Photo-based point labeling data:
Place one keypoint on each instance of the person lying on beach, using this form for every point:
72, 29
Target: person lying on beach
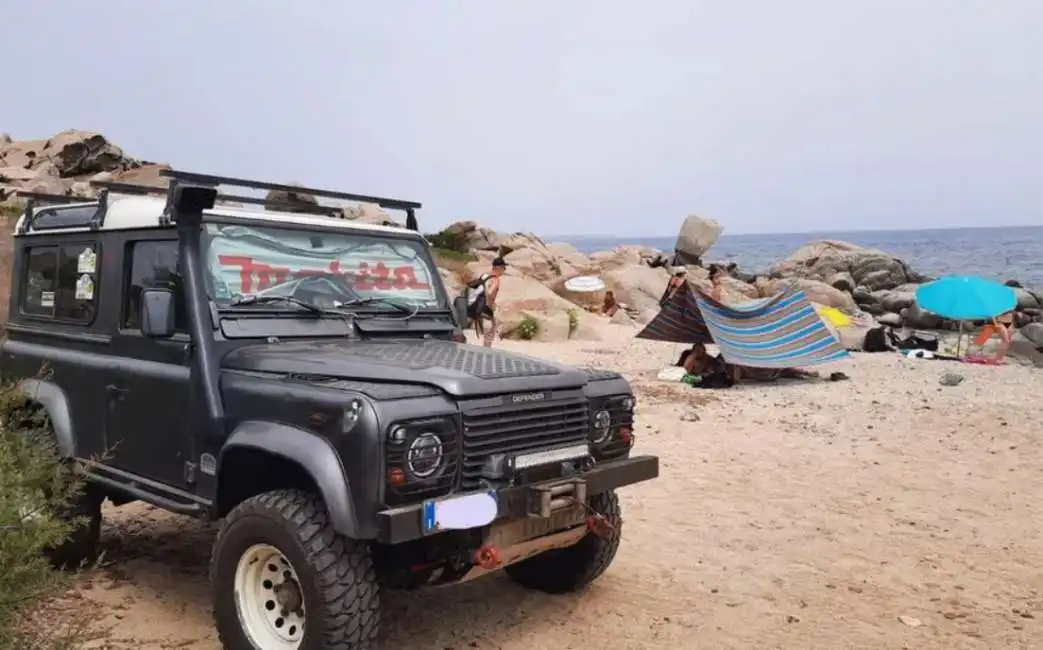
1001, 326
698, 361
717, 278
676, 282
741, 372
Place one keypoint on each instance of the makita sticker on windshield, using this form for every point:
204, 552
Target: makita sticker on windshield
249, 261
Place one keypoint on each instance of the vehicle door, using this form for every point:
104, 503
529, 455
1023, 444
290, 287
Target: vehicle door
148, 393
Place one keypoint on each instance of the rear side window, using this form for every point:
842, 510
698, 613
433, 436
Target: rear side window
62, 282
153, 265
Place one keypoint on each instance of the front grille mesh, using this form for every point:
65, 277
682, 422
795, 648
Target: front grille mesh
510, 429
621, 417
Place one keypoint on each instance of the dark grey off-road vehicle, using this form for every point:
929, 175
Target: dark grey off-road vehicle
304, 378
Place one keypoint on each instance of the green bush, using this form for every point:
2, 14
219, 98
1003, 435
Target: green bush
34, 485
455, 256
528, 329
449, 241
10, 210
574, 321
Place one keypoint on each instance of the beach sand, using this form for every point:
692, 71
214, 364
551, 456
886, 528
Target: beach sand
807, 514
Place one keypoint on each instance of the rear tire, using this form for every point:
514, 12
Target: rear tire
284, 579
561, 571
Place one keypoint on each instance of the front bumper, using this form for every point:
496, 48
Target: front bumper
404, 524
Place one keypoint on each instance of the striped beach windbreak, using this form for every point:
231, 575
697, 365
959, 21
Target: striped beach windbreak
780, 332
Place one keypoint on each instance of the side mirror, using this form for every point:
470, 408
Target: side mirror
460, 310
158, 313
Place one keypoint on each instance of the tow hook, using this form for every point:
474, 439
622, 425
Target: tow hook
487, 557
600, 526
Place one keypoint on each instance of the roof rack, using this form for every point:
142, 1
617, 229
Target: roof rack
185, 177
33, 199
144, 190
208, 179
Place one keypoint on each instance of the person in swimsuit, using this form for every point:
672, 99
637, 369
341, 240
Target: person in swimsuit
486, 310
717, 278
699, 361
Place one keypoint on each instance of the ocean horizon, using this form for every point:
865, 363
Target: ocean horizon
1008, 253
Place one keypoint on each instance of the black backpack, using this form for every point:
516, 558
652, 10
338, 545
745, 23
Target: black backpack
476, 299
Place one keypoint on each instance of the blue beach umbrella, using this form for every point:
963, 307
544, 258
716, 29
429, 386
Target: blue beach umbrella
966, 297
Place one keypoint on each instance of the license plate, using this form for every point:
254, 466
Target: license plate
459, 512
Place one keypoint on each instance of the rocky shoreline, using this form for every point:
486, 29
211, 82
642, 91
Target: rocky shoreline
834, 273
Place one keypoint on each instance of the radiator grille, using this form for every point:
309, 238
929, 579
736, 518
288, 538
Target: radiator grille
508, 428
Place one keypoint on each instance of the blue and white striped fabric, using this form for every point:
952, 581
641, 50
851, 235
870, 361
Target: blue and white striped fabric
781, 332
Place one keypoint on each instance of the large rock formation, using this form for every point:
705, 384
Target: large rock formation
66, 163
695, 239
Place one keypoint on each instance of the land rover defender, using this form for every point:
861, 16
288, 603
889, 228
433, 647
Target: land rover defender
305, 379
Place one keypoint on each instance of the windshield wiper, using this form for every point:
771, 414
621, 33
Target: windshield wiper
266, 299
377, 299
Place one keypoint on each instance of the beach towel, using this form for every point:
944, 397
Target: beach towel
780, 332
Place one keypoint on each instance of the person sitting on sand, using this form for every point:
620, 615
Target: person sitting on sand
1000, 326
698, 361
676, 282
740, 372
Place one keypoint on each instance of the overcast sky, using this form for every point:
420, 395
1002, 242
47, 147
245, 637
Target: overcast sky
565, 116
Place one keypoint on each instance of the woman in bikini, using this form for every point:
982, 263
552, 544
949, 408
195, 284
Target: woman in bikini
1002, 327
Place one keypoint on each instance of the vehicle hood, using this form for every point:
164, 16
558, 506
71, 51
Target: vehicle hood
458, 368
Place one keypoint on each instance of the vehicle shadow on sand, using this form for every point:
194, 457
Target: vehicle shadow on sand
159, 560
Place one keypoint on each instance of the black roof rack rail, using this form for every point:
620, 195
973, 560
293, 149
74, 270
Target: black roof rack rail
188, 176
144, 190
57, 199
34, 198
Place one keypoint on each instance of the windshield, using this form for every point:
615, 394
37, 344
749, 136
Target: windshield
326, 269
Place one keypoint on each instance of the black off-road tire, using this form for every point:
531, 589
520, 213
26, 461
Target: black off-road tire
561, 571
338, 580
81, 546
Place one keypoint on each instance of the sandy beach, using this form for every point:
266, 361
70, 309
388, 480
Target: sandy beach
884, 511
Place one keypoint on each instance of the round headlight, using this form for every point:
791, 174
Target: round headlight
423, 458
397, 435
602, 427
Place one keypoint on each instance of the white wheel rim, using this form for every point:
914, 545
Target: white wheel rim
269, 600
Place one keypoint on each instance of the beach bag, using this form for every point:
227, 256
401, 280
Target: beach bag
877, 339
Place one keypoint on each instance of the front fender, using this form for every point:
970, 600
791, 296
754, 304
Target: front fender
55, 403
313, 454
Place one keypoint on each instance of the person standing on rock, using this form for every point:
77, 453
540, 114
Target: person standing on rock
482, 302
717, 277
677, 281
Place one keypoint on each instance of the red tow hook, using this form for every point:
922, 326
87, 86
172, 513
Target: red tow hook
487, 557
600, 526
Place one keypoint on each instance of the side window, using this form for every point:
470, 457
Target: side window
152, 265
61, 282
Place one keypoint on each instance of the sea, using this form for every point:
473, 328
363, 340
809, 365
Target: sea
995, 253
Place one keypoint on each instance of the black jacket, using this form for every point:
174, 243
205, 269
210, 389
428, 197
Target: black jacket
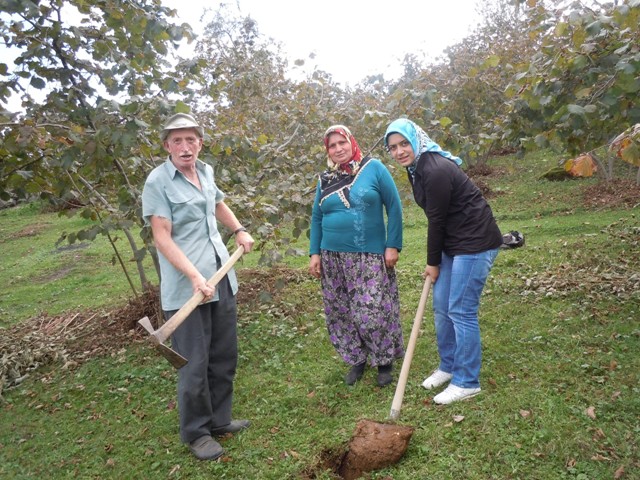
460, 219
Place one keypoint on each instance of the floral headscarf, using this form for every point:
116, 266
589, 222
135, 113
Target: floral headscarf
420, 141
352, 165
337, 179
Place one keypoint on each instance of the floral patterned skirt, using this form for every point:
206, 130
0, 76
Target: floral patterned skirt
362, 307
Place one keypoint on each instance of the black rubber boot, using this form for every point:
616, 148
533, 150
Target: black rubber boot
384, 375
355, 373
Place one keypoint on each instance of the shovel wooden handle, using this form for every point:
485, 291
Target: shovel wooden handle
408, 356
170, 326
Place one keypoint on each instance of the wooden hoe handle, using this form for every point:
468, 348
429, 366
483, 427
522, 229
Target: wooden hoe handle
408, 356
170, 326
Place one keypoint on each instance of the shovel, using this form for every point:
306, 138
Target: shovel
159, 336
375, 445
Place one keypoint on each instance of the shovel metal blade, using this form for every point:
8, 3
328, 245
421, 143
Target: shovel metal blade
173, 357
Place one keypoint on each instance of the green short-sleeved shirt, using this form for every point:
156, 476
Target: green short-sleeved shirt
168, 194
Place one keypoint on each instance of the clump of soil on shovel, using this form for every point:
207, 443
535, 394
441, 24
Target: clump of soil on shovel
372, 446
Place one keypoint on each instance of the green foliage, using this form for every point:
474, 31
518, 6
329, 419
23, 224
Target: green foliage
581, 88
559, 322
99, 78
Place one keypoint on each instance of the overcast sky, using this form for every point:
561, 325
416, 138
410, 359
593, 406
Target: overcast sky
351, 38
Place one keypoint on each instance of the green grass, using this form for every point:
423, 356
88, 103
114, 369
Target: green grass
560, 323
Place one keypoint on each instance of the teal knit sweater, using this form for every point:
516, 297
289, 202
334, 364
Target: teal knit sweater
361, 226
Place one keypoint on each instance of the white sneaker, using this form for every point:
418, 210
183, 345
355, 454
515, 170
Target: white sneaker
454, 394
437, 378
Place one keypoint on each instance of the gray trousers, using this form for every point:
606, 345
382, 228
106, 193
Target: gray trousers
208, 340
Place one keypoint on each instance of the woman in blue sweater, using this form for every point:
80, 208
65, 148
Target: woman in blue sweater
354, 255
463, 239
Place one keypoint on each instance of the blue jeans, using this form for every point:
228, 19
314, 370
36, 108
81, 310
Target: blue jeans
456, 301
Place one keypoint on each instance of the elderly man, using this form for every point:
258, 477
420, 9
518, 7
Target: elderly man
182, 204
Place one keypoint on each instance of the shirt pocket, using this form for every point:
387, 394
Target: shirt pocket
185, 206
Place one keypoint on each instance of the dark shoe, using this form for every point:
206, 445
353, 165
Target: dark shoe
384, 375
206, 448
355, 373
234, 427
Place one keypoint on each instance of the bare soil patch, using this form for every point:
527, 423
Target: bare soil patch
613, 194
76, 337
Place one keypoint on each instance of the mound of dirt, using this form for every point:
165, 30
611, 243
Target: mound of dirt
374, 446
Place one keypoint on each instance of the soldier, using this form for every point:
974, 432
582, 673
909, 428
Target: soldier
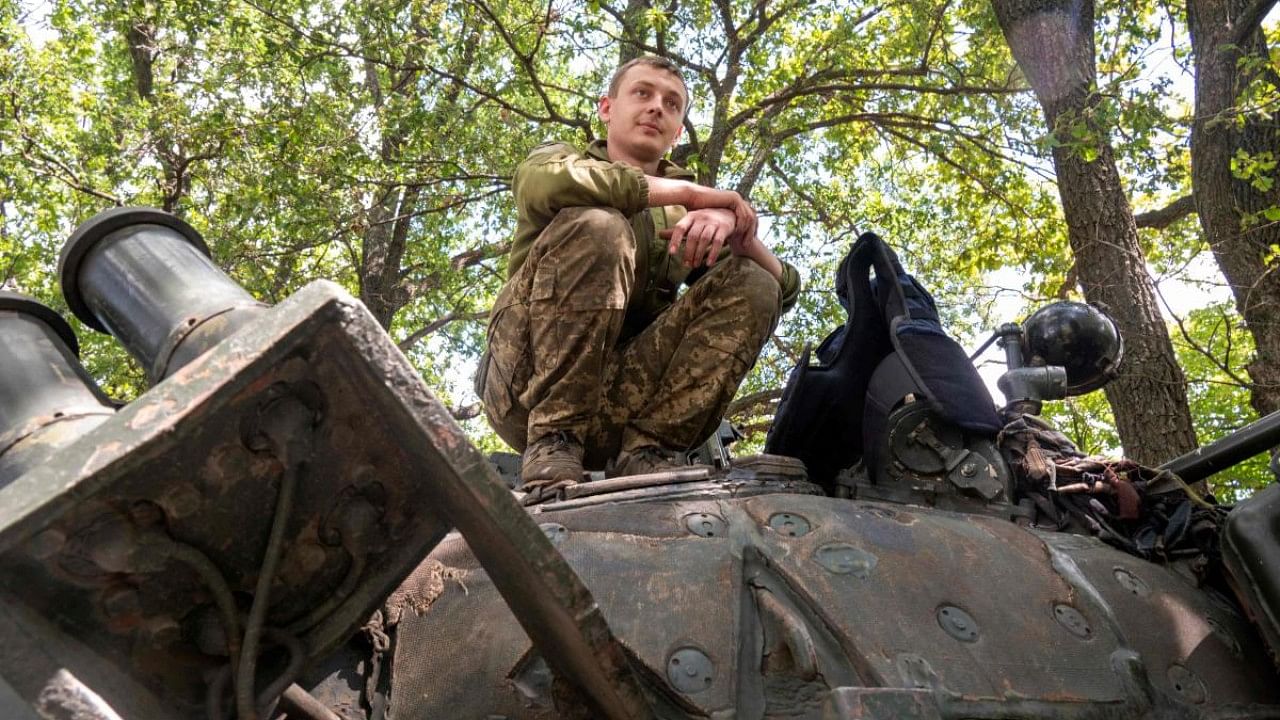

**EXERCISE TASK:** Could you rewrite the stretch from the line containing "Place one keypoint on each instance of the soldier, using" through the end of the material, changing every "soldier" to "sentry" and keeping all else as is? Leave the pictures out of your answer.

**SOLUTION TO THIS EXERCISE:**
Place one keypoint on each instance of the sentry, using this form for every point:
974, 432
582, 673
909, 428
Target: sentry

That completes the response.